____ Dataset rows

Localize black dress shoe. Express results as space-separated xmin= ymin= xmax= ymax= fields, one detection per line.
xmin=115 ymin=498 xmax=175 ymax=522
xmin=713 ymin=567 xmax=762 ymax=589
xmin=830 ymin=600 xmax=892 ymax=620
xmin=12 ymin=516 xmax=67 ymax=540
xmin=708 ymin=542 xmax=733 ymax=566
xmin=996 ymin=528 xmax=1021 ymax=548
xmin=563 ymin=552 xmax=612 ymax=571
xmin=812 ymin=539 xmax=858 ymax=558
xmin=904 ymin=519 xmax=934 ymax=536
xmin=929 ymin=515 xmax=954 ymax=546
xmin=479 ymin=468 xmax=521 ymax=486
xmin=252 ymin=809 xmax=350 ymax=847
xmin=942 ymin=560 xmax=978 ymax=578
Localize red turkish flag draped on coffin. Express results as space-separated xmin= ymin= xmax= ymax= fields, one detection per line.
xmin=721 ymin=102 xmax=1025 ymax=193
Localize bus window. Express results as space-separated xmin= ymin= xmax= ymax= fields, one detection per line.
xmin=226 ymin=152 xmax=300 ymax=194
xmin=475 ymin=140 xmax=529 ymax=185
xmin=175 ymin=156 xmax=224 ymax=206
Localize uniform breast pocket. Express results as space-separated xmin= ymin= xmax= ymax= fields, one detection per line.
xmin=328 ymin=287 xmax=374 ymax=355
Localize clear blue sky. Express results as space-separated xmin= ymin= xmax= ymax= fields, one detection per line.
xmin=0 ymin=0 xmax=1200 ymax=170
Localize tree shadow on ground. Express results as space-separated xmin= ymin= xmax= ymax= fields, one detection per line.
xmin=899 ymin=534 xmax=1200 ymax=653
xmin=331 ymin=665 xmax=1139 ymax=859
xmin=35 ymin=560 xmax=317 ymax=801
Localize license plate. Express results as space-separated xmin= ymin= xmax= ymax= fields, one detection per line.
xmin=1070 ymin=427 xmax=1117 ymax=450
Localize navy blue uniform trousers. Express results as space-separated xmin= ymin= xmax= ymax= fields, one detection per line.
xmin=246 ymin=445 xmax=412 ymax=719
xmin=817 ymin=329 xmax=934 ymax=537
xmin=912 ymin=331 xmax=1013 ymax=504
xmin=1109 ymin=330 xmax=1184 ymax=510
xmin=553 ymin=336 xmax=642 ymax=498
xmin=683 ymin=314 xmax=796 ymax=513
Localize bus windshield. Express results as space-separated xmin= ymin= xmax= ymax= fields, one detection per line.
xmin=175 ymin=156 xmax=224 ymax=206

________
____ Dataset rows

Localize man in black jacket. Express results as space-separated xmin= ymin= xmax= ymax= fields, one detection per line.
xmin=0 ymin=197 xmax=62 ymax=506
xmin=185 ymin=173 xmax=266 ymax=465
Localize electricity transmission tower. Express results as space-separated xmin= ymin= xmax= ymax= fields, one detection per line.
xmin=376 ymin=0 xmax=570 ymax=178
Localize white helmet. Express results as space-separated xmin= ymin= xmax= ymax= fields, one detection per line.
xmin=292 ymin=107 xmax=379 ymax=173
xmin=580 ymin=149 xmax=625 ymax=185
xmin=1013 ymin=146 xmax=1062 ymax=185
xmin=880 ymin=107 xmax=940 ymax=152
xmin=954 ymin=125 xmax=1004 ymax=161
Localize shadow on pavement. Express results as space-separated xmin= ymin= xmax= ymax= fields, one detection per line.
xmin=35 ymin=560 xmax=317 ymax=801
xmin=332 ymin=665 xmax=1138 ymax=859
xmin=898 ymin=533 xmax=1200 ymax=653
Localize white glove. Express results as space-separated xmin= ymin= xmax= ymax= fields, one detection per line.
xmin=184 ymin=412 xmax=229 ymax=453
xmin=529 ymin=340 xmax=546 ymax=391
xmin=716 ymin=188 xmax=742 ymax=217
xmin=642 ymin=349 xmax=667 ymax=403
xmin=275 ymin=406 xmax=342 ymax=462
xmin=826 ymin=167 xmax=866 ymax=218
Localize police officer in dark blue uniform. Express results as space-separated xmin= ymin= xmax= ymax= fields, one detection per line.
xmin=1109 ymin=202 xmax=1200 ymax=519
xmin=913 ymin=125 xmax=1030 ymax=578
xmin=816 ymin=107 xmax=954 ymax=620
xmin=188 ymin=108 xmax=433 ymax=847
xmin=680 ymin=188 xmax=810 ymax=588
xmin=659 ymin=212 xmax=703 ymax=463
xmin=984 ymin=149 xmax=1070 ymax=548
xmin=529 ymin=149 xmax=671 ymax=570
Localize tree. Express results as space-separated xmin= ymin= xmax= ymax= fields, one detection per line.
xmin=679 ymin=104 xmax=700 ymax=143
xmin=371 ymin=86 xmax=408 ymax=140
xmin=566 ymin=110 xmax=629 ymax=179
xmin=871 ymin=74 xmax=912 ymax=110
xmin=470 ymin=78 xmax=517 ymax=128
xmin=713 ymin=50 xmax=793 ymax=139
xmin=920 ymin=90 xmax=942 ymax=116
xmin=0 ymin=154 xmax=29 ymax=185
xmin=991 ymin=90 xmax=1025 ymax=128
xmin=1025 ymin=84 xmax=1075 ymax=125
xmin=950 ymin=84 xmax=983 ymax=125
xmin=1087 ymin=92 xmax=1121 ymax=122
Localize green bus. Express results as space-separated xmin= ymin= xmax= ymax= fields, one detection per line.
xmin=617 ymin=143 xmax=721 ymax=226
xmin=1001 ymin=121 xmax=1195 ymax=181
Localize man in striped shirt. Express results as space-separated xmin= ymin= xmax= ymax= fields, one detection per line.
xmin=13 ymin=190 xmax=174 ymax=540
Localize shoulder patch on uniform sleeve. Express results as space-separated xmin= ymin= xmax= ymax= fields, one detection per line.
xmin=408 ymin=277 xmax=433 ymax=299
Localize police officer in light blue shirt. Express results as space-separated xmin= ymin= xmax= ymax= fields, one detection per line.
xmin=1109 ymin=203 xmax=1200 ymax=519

________

What to do
Reproduce the lines above, from the line that contains "Localize tree. Express" through the line that contains "xmin=0 ymin=154 xmax=29 ymax=185", including both of those lines.

Written answer
Localize tree. Express results as space-separated xmin= ymin= xmax= ymax= fields, one detection per line.
xmin=679 ymin=104 xmax=700 ymax=143
xmin=371 ymin=86 xmax=408 ymax=140
xmin=566 ymin=110 xmax=629 ymax=179
xmin=871 ymin=74 xmax=912 ymax=110
xmin=470 ymin=78 xmax=517 ymax=128
xmin=713 ymin=50 xmax=793 ymax=139
xmin=920 ymin=90 xmax=942 ymax=116
xmin=0 ymin=154 xmax=29 ymax=185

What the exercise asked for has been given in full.